OBJECTIVE 1: Determine how many lines of the records below contain the string "sail", treating uppercase and lowercase as distinct. Reply with the number alone.

EXCERPTED TEXT:
####################

Constitution
California calls for anti-gun con-con
California has formally applied for a Constitutional convention to permit States to control guns as the Second Amendment now forbids.
California has officially applied to Congress to call a convention for amending the Constitution to weaken its Second Amendment. Their resolution of application joins dozens of others, adding to the debate on whether those applications must be alike. It also adds to the debate on the limits, if any, on such a convention.
The California amendment proposal
California seeks to amend the Constitution to negate Supreme Court challenges to four key gun-control principles. Under California law,
- A person must have attained to the age of twenty-one years before buying any firearm,
- Any person thus qualified must still wait for a specified period before completing the purchase,
- No person (at least no civilian) may purchase, own, or carry any firearm belonging to a class, defined by law, of “assault weapons,” and
- No person may buy a firearm, even privately, without submitting to a background check. (This is the “universal background check” rule.)
Gov. Gavin Newsom (D-Calif.), in June 2023, publicly admitted none of these measures would be sure to withstand court challenge. So he proposed a federal Constitutional amendment to allow States to pass such laws. (Whether the amendment would merely allow States to have such laws on their books, or write such laws into the federal Constitution itself, after the manner of the since-repealed Amendment XVIII, is unclear.)
Last month, Sen. Aisha Wahab (D-Hayward) and Asm. Reggie Jones-Sawyer (D-Los Angeles) introduced a resolution to apply for an Article V convention of States to pass such an amendment. To this they added a provision to let States forbid or restrict the public carrying of guns. (California already forbids concealed carry.) Breitbart published both source articles.
Gov. Newsom has stated that “the Second Amendment is becoming a suicide pact.” Tellingly, the resolution does not specifically call for a repeal of the Second Amendment.

####################

INFORMATION SHOWN:
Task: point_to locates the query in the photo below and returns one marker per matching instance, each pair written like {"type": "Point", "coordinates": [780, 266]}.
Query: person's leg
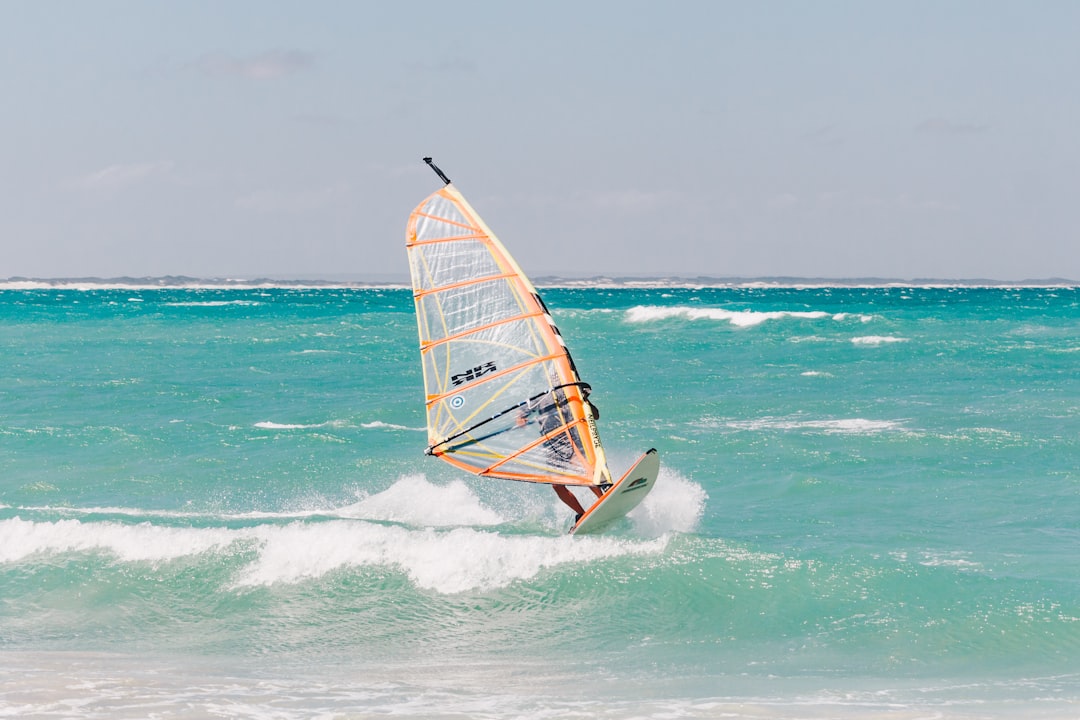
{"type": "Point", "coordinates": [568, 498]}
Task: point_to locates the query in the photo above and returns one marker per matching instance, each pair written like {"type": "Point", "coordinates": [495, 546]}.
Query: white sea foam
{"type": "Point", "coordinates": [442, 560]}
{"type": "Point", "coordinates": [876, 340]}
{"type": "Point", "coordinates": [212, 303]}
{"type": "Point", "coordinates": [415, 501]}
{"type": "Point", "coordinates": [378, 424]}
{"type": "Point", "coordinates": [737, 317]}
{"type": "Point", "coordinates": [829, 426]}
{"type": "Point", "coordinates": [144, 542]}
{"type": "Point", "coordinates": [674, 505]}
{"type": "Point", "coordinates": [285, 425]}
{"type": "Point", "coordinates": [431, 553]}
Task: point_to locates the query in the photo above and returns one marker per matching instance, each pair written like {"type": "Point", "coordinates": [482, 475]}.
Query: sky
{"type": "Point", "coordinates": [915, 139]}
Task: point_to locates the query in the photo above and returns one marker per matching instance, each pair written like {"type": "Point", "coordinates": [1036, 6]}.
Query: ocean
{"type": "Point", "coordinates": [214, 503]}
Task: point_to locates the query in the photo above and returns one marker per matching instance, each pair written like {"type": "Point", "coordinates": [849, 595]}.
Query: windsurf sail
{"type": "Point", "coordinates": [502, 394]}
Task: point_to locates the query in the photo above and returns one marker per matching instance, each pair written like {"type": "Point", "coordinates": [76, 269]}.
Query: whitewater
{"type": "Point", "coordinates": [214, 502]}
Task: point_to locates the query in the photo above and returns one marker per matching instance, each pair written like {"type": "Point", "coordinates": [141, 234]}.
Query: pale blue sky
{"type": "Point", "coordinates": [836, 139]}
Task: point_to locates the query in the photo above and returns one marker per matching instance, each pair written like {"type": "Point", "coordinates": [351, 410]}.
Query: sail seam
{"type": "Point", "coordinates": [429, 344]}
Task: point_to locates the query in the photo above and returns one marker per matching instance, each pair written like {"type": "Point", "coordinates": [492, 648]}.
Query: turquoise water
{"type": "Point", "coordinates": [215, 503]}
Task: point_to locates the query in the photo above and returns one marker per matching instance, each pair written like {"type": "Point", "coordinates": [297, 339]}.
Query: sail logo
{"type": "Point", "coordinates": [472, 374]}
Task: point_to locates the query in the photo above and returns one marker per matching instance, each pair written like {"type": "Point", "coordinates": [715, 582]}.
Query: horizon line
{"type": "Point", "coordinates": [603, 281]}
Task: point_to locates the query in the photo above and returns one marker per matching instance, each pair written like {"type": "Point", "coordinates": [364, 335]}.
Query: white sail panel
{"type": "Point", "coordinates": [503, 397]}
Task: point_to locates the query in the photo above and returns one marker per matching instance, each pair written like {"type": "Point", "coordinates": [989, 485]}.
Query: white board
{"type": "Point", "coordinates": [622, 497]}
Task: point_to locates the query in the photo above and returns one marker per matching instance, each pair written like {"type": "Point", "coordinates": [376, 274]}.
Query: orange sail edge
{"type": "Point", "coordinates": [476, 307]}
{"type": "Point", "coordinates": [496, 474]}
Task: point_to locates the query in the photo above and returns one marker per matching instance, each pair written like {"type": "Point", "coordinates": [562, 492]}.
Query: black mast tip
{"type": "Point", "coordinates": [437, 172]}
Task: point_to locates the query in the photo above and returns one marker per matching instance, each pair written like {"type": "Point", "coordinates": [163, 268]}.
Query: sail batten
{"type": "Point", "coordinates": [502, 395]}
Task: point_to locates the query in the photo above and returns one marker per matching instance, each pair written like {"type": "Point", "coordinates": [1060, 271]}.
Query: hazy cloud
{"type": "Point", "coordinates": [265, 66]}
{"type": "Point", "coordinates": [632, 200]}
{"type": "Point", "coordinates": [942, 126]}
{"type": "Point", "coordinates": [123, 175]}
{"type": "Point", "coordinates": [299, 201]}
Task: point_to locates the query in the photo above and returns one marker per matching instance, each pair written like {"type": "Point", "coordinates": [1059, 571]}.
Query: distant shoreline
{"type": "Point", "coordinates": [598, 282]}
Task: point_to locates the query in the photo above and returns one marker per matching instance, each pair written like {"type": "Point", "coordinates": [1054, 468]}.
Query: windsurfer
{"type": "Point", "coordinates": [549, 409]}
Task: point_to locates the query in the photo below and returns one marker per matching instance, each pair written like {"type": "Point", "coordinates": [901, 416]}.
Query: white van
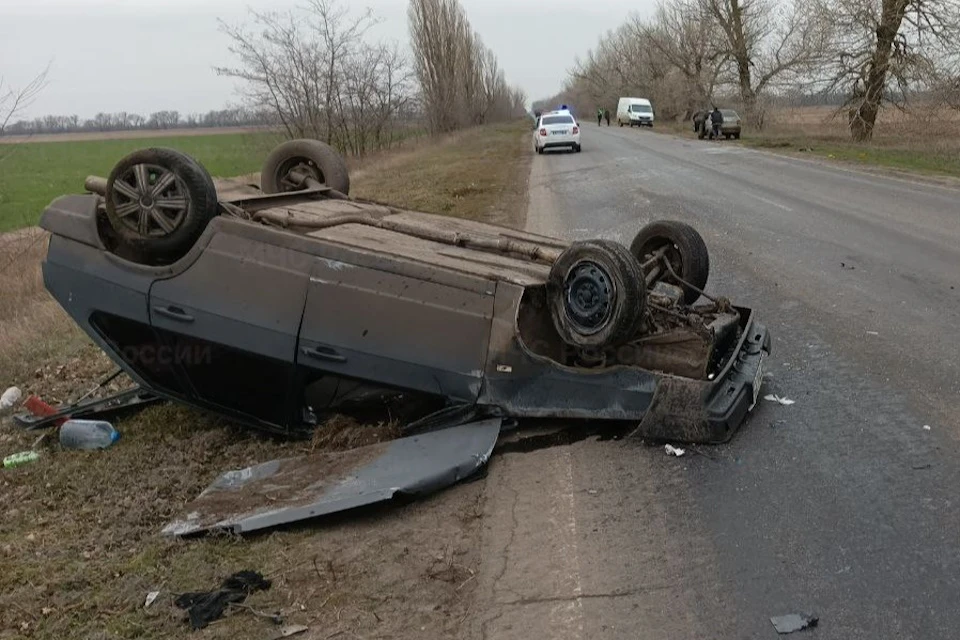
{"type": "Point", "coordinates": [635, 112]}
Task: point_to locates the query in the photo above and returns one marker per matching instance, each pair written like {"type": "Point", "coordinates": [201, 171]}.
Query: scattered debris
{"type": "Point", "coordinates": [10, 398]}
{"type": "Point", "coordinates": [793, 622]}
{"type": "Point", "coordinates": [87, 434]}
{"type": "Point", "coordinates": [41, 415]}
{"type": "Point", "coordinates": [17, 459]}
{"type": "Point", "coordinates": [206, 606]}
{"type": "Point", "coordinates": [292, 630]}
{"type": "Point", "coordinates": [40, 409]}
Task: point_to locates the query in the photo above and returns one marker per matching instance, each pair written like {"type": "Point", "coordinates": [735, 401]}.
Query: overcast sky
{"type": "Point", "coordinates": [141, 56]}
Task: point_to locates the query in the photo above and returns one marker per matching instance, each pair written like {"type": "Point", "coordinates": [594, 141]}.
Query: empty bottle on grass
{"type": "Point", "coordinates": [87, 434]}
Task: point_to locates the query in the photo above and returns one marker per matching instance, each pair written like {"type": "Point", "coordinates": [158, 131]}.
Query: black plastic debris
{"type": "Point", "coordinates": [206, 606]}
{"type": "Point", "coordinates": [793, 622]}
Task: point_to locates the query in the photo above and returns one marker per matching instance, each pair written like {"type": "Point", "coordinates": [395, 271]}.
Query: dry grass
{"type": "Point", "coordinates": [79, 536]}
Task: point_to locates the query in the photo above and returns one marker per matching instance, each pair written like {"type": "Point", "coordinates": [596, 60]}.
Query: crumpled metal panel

####################

OBJECTIVE 2: List the four gun-control principles of California law that the article on California's convention application says the state seeks to protect through a constitutional amendment.

FULL SOLUTION 1: 6

FULL SOLUTION 2:
1. A person must be at least twenty-one years old before buying any firearm.
2. A qualified person must still wait a specified period before completing the purchase.
3. No person, or at least no civilian, may purchase, own, or carry any firearm belonging to a class of "assault weapons" defined by law.
4. No person may buy a firearm, even privately, without submitting to a background check (the "universal background check" rule).